## Exercise
Locate each line in the records that contains the string "give" and reproduce those lines in full.

## Material supplied
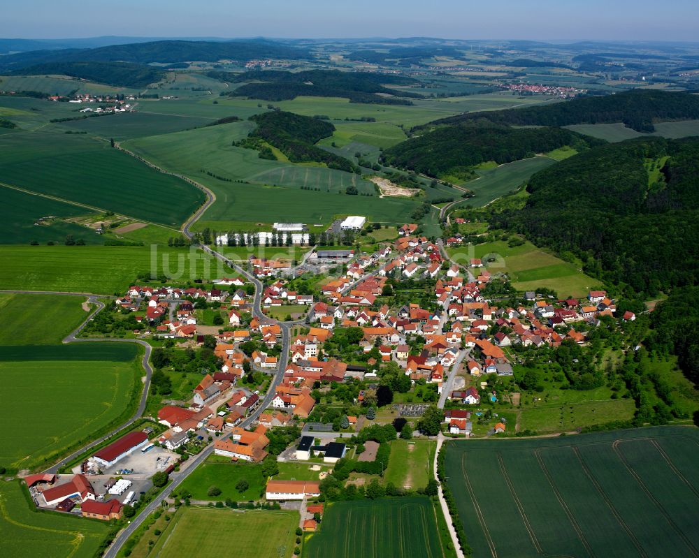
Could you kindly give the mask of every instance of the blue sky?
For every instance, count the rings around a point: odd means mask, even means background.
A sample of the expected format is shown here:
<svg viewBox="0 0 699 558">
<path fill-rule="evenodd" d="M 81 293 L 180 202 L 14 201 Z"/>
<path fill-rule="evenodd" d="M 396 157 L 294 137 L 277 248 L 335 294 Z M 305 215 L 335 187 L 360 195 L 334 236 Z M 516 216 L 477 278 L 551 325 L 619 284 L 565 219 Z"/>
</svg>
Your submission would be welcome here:
<svg viewBox="0 0 699 558">
<path fill-rule="evenodd" d="M 0 37 L 699 41 L 697 0 L 5 0 Z"/>
</svg>

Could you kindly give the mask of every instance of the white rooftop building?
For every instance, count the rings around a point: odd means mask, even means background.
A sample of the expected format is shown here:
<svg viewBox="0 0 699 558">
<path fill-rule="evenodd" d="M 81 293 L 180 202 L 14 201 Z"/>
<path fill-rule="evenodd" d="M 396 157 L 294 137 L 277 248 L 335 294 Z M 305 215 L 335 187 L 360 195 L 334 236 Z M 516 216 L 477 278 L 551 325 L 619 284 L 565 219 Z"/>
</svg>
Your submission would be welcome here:
<svg viewBox="0 0 699 558">
<path fill-rule="evenodd" d="M 284 233 L 300 233 L 305 226 L 303 223 L 275 223 L 274 230 Z"/>
<path fill-rule="evenodd" d="M 343 230 L 361 230 L 366 223 L 366 217 L 359 215 L 351 215 L 340 223 Z"/>
</svg>

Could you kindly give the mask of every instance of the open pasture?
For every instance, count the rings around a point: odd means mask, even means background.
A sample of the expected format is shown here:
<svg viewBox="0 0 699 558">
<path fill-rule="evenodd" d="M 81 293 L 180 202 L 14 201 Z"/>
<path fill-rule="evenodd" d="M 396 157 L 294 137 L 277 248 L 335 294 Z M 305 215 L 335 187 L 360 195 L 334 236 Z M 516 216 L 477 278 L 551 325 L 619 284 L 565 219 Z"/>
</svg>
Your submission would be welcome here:
<svg viewBox="0 0 699 558">
<path fill-rule="evenodd" d="M 405 427 L 411 427 L 407 425 Z M 391 442 L 391 458 L 384 480 L 398 488 L 424 488 L 432 478 L 435 447 L 431 440 L 398 439 Z"/>
<path fill-rule="evenodd" d="M 507 273 L 514 287 L 533 291 L 537 287 L 552 288 L 560 296 L 584 295 L 598 284 L 572 263 L 563 261 L 529 242 L 510 247 L 498 241 L 449 249 L 449 255 L 463 265 L 471 258 L 484 259 L 491 273 Z"/>
<path fill-rule="evenodd" d="M 449 442 L 474 556 L 696 556 L 699 432 Z"/>
<path fill-rule="evenodd" d="M 68 95 L 91 93 L 95 95 L 107 94 L 128 95 L 138 93 L 137 89 L 94 83 L 68 75 L 2 75 L 0 76 L 0 89 L 4 91 L 38 91 L 49 95 Z M 75 108 L 75 107 L 73 107 Z"/>
<path fill-rule="evenodd" d="M 234 147 L 233 141 L 247 137 L 250 122 L 234 122 L 181 133 L 145 138 L 124 147 L 168 170 L 185 173 L 222 193 L 237 184 L 224 179 L 290 188 L 319 189 L 337 193 L 350 186 L 360 192 L 373 192 L 373 184 L 356 175 L 325 166 L 295 165 L 261 159 L 257 151 Z M 240 219 L 242 220 L 242 219 Z"/>
<path fill-rule="evenodd" d="M 28 244 L 32 240 L 41 244 L 49 241 L 62 243 L 66 235 L 73 235 L 87 244 L 102 244 L 103 240 L 94 231 L 63 220 L 85 215 L 91 212 L 89 210 L 1 186 L 0 193 L 3 200 L 0 205 L 0 243 Z M 48 216 L 62 219 L 38 221 Z"/>
<path fill-rule="evenodd" d="M 298 513 L 182 507 L 153 547 L 153 556 L 291 558 Z"/>
<path fill-rule="evenodd" d="M 500 165 L 495 168 L 477 171 L 481 175 L 480 178 L 463 184 L 475 196 L 464 200 L 462 205 L 469 204 L 477 207 L 487 205 L 493 200 L 519 188 L 535 172 L 555 162 L 549 157 L 532 157 Z"/>
<path fill-rule="evenodd" d="M 11 186 L 171 226 L 204 200 L 187 182 L 85 136 L 0 136 L 0 166 Z"/>
<path fill-rule="evenodd" d="M 251 463 L 217 463 L 205 462 L 187 478 L 182 490 L 189 492 L 192 499 L 224 501 L 259 500 L 264 492 L 266 479 L 262 476 L 262 466 Z M 247 481 L 248 488 L 240 492 L 236 488 L 240 480 Z M 207 494 L 209 488 L 221 489 L 218 496 Z"/>
<path fill-rule="evenodd" d="M 19 483 L 0 482 L 0 555 L 92 558 L 108 524 L 67 513 L 36 513 Z"/>
<path fill-rule="evenodd" d="M 305 558 L 438 558 L 443 550 L 424 497 L 336 502 L 303 547 Z"/>
<path fill-rule="evenodd" d="M 201 251 L 165 247 L 3 246 L 0 288 L 122 295 L 140 272 L 183 280 L 230 273 Z"/>
<path fill-rule="evenodd" d="M 2 87 L 0 82 L 0 88 Z M 7 118 L 16 124 L 21 130 L 34 131 L 44 126 L 54 126 L 50 121 L 55 118 L 73 118 L 75 105 L 72 103 L 54 103 L 34 97 L 0 97 L 0 117 Z M 20 130 L 7 130 L 17 133 Z"/>
<path fill-rule="evenodd" d="M 87 317 L 85 298 L 0 293 L 0 345 L 48 345 L 63 338 Z M 1 356 L 0 356 L 1 358 Z"/>
<path fill-rule="evenodd" d="M 145 135 L 179 132 L 206 126 L 212 122 L 212 119 L 200 117 L 136 112 L 62 122 L 60 126 L 69 130 L 87 132 L 91 135 L 120 141 Z"/>
<path fill-rule="evenodd" d="M 131 345 L 126 345 L 123 351 L 132 359 L 136 356 Z M 3 409 L 0 417 L 0 463 L 31 469 L 52 455 L 57 456 L 71 444 L 87 440 L 100 429 L 125 418 L 139 371 L 140 366 L 134 360 L 0 361 Z M 41 427 L 31 428 L 31 435 L 27 436 L 16 420 L 32 409 L 50 420 L 42 421 Z"/>
</svg>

## Task solution
Could you kindly give the mask of every instance of the blue sky?
Could you kindly give the mask of every instance of the white rooftop building?
Could you kindly give the mask of every instance of the open pasture?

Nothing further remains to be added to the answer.